YOUR OBJECTIVE » Reproduce word for word everything in the context engineering page from "It’s important to" down to "has access to.".

(Beginning of TEXT UNDER STUDY)

Skip to main content
Alpha Notice: These docs cover the v1-alpha release. Content is incomplete and subject to change.For the latest stable version, see the v0 LangChain Python or LangChain JavaScript docs.
The hard part of building agents (or any LLM application) is making them reliable enough. While they may work for a prototype, they often mess up in more real world and widespread use cases. Why do they mess up? When agents mess up, it is because the LLM call inside the agent messes up. When LLMs mess up, they mess up for one of two reasons:
  1. The underlying LLM is just not good enough
  2. The “right” context was not passed to the LLM
More often than not - it is actually the second reason that causes agents to not be reliable. Context engineering is building dynamic systems to provide the right information and tools in the right format such that the LLM can plausibly accomplish the task. This is the number one job of AI Engineers (or anyone working on AI systems). This lack of “right” context is the number one blocker for more reliable agents, and as such LangChain’s agent abstractions are uniquely designed to facilitate context engineering.

The core agent loop

It’s important to understand the core agent loop to understand where context should be accessed and/or updated from. The core agent loop is quite simple:
  1. Get user input
  2. Call LLM, asking it to either respond or call tools
  3. If it decides to call tools - then go and execute those tools
  4. Repeat steps 2 and 3 until it decides to finish
The agent may have access to a lot of different context throughout this loop. What ultimately matters is the context that is ultimately passed to the LLM. This consists of the final prompt (or list of messages) and the tools it has access to.

(End of TEXT UNDER STUDY)
(Beginning of DATASET ENTRIES)

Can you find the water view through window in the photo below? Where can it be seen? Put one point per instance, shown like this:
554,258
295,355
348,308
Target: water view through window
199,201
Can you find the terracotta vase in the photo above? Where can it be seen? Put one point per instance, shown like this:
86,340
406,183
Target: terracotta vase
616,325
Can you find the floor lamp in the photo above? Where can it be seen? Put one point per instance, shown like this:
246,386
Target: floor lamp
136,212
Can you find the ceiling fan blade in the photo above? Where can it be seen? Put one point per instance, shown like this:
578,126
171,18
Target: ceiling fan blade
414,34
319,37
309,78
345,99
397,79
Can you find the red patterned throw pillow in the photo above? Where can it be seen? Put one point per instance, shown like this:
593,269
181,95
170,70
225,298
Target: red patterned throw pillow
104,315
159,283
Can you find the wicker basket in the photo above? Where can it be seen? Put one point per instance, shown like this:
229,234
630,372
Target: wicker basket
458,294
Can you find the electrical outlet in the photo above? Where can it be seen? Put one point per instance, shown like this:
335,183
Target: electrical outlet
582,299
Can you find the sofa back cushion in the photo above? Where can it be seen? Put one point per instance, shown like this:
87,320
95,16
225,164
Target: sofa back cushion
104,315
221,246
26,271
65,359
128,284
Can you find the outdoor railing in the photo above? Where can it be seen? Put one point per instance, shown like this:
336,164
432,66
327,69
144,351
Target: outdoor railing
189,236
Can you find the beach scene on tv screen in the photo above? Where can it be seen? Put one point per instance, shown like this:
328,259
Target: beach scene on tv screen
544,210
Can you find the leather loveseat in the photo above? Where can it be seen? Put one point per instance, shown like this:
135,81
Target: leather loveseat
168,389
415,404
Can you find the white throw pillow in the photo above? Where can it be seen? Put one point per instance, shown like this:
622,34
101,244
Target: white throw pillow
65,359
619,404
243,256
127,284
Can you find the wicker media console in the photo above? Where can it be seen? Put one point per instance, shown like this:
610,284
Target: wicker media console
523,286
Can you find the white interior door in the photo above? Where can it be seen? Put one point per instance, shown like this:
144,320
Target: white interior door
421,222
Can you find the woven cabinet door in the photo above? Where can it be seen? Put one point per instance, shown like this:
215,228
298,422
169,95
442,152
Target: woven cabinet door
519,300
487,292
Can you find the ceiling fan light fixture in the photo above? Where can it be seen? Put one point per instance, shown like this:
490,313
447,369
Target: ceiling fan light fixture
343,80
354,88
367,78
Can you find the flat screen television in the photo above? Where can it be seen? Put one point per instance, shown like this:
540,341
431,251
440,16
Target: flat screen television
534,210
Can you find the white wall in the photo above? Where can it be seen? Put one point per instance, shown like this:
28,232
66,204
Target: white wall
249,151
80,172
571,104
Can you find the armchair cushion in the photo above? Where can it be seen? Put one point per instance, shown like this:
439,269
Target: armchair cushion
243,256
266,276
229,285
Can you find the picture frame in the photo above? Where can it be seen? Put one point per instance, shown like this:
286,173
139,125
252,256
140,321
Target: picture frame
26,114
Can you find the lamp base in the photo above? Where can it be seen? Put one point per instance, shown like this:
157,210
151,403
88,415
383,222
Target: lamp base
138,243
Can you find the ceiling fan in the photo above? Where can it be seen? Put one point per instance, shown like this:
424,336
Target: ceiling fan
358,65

(End of DATASET ENTRIES)

ANSWER SECTION »
It’s important to understand the core agent loop to understand where context should be accessed and/or updated from. The core agent loop is quite simple:
  1. Get user input
  2. Call LLM, asking it to either respond or call tools
  3. If it decides to call tools - then go and execute those tools
  4. Repeat steps 2 and 3 until it decides to finish
The agent may have access to a lot of different context throughout this loop. What ultimately matters is the context that is ultimately passed to the LLM. This consists of the final prompt (or list of messages) and the tools it has access to.